Some of Pittsburgh’s best pizza comes from Bread and Salt, a bread shop in Bloomfield. They’ve received nation attention for their pizza al taglio, which is the second place in Pittsburgh that is bringing that Roman delight to Pittsburgh. The second being Pizza Taglio in East Liberty, and both are thriving.
Then of course you have your utility pizza. This is the kind of pizza crave after a night of drinking, after a hard day of work, and when it’s too hot or too cold outside. It’s pizza you convince yourself you need when life is tossing a few sucker punches your way. These days, every neighborhood has easy access to one or two of these shops. I can actually walk outside my door in Lawrenceville be outside The Pizza Company, Fazio’s or Graziano’s in two minutes.
Grab your dead cat and swing it around your head. I’m confident your cat corpse will graze against a building that contains bags of cheese, a dough mixer and pumps out pizzas frantically on Sunday and feeds the masses Friday and Saturday night.
The delicious grease can be found in any neighborhood no matter the price of real estate. Can you believe the author of The Pizza Bible, Tony Gemignani, chose Caliente (Yeah, Caliente in Bloomfield) spent his one day making pizza in Pittsburgh. Caliente doesn’t have a steep legacy of feeding the Steelers. They aren’t written about in the New York Times. But the folks at Caliente care and they put their heart into the pies they make. And every pizza that they make perks Bloomfield up just a little bit more.

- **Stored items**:
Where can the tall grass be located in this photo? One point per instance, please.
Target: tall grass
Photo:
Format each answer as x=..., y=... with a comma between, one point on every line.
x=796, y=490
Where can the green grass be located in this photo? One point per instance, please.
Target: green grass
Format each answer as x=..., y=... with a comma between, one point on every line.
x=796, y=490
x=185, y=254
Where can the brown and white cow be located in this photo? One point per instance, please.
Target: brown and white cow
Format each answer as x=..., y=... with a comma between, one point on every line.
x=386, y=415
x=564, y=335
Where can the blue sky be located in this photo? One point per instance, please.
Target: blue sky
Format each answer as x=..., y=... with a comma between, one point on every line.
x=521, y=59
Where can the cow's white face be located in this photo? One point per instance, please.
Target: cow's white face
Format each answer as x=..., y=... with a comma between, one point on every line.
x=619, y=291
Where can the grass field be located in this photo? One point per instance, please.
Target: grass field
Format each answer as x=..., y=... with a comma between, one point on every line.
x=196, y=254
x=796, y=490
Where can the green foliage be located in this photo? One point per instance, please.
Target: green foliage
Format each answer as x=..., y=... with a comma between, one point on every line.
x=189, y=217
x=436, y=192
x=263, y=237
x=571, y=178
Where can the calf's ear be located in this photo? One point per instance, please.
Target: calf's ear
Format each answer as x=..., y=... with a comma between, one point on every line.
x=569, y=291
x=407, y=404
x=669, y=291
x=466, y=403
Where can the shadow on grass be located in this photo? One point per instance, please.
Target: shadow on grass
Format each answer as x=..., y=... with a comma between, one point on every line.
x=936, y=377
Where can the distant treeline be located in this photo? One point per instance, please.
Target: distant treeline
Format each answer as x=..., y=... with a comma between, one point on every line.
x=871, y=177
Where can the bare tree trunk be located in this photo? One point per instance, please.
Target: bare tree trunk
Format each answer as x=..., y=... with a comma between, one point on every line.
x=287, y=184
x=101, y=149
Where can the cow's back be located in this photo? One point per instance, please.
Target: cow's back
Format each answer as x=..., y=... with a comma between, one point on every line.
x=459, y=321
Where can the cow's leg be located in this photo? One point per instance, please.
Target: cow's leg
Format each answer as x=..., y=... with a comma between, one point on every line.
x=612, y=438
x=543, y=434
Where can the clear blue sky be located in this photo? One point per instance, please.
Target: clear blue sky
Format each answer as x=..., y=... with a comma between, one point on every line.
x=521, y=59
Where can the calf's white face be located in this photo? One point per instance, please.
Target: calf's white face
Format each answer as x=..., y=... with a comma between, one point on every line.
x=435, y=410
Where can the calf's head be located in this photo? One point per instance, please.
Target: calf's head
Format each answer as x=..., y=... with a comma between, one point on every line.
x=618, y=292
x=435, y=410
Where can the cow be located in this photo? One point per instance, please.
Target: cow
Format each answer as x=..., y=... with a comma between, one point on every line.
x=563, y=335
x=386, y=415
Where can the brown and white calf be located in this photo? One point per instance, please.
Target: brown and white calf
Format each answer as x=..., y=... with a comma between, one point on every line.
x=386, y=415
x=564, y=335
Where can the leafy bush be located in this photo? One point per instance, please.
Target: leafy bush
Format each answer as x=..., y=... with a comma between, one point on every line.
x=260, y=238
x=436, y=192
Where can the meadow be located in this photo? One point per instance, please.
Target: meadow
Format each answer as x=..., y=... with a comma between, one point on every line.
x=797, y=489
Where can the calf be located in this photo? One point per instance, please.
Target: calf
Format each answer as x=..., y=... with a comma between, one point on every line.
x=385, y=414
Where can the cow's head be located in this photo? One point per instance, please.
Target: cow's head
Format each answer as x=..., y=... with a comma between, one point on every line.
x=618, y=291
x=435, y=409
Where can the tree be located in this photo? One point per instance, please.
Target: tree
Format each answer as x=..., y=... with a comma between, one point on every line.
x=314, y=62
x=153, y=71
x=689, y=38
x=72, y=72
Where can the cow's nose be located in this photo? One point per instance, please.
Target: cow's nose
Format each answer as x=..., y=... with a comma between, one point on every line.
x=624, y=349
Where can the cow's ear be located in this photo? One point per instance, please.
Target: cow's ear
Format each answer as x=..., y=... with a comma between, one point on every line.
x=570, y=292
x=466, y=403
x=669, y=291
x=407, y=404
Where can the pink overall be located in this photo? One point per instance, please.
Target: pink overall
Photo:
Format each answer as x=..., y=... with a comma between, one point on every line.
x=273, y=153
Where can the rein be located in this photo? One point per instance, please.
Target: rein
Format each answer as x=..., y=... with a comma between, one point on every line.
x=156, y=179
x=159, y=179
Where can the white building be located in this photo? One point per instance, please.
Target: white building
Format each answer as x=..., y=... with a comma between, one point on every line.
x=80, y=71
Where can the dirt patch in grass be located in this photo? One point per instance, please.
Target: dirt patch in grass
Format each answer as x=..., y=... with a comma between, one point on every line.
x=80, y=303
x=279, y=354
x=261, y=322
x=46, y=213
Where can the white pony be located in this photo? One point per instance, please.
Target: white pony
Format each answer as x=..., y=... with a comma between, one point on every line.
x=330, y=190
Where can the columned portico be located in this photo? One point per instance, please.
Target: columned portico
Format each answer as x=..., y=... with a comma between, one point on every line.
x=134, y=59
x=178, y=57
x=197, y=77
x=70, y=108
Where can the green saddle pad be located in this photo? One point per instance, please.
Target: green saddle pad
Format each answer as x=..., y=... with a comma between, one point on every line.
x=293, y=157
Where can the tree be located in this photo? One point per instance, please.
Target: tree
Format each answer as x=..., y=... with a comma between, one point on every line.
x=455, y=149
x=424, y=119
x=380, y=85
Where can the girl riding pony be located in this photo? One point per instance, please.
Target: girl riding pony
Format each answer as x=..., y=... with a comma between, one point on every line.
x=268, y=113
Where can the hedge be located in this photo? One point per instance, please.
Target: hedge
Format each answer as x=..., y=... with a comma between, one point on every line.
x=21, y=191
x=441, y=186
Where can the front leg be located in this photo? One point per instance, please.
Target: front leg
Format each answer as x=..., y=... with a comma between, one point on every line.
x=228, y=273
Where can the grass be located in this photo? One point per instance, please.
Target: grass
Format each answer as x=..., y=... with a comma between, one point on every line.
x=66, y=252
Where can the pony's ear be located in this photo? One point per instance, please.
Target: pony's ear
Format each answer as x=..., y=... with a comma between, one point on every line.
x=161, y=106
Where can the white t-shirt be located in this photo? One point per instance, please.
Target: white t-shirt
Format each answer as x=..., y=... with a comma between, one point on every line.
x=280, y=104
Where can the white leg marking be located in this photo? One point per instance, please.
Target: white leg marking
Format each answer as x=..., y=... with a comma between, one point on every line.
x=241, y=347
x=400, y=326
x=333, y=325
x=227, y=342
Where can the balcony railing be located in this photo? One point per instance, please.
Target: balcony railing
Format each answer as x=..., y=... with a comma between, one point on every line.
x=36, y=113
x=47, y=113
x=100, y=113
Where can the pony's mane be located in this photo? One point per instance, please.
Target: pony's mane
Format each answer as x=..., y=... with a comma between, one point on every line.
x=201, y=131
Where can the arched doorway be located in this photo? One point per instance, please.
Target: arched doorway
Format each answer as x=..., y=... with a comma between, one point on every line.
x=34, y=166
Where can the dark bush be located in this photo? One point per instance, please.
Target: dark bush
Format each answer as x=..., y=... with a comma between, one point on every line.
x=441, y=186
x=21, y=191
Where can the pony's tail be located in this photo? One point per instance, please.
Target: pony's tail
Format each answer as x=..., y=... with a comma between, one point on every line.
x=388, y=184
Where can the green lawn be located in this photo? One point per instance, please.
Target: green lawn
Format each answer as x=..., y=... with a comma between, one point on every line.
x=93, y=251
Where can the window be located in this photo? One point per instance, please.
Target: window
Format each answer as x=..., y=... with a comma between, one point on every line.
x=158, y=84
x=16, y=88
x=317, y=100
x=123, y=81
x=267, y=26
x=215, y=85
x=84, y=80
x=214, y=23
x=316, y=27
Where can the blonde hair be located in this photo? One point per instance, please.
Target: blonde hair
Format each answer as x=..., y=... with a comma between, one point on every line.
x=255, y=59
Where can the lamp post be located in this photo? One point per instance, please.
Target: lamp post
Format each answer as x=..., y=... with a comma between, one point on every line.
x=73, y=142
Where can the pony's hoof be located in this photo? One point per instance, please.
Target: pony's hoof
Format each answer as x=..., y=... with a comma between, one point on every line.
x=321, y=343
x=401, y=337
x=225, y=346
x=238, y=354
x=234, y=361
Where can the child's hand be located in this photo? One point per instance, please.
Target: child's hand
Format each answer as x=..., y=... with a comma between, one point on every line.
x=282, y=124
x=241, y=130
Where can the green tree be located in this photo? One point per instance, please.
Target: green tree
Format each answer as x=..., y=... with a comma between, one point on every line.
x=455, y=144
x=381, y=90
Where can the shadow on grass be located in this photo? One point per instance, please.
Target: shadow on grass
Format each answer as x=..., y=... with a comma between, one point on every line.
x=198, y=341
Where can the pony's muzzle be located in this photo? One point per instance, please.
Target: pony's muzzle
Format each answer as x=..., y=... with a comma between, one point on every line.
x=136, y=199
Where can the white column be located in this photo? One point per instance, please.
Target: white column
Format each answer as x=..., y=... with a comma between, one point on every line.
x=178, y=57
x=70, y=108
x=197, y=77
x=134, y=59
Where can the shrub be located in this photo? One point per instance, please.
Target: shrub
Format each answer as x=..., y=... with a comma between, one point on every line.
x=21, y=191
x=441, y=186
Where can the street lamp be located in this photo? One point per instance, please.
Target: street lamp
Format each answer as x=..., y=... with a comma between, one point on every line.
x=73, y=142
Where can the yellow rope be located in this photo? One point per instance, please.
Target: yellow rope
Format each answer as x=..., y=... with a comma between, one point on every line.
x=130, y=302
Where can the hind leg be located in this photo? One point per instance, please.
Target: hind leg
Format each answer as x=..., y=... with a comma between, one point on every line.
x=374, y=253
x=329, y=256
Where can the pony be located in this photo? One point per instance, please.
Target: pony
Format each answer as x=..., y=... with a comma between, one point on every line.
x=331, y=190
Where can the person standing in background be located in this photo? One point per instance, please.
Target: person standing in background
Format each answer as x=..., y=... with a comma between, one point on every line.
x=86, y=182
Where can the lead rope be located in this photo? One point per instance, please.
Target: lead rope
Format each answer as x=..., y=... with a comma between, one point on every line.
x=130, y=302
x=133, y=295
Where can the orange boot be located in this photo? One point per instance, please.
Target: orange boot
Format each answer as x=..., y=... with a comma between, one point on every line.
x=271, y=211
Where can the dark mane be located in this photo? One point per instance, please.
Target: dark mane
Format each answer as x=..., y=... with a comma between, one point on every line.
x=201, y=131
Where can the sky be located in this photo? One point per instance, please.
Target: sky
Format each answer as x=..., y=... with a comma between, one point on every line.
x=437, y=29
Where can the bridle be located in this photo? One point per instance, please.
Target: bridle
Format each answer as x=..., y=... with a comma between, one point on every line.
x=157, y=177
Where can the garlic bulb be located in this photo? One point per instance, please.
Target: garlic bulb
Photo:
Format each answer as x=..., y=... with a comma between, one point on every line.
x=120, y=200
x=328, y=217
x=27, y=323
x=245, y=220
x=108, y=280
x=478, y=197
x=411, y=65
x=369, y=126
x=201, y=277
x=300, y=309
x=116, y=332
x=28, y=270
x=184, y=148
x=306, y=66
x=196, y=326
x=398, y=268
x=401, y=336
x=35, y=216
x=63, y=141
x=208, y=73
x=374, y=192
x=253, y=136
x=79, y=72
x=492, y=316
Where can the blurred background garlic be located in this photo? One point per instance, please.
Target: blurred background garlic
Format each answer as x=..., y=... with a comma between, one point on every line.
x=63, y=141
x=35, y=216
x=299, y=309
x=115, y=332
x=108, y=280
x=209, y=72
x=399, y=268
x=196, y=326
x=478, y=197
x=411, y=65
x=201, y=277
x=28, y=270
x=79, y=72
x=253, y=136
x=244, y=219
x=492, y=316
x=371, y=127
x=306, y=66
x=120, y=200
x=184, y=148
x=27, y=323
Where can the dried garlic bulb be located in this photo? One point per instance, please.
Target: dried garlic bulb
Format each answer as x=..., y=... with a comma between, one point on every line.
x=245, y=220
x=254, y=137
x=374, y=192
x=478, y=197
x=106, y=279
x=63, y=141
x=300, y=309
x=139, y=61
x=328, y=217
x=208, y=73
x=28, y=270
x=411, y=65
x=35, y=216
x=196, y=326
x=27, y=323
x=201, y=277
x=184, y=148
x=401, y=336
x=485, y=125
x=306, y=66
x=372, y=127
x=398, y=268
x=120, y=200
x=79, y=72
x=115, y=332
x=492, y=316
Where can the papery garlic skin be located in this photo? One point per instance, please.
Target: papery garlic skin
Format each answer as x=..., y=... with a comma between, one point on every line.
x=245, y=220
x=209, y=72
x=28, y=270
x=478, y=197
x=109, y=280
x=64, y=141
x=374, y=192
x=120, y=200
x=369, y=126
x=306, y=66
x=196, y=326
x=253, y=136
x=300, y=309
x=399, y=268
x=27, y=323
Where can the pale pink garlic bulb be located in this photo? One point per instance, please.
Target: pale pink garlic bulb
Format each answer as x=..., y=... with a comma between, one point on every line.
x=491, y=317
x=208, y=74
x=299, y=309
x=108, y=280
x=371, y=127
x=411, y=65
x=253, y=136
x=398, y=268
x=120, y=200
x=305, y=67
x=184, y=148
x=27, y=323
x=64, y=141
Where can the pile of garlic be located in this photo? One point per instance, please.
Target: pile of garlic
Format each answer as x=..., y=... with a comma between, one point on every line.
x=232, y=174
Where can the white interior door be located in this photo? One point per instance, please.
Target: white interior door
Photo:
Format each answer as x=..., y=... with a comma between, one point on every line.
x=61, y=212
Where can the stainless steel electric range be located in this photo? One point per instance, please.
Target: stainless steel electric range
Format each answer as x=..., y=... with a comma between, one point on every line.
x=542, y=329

- **Activity**: According to the text on Pittsburgh pizza, what kind of business is Bread and Salt, and in which neighborhood is it located? The records are separate material with no connection to the text on Pittsburgh pizza.

- **Solution to the exercise**: Bread and Salt is a bread shop in Bloomfield.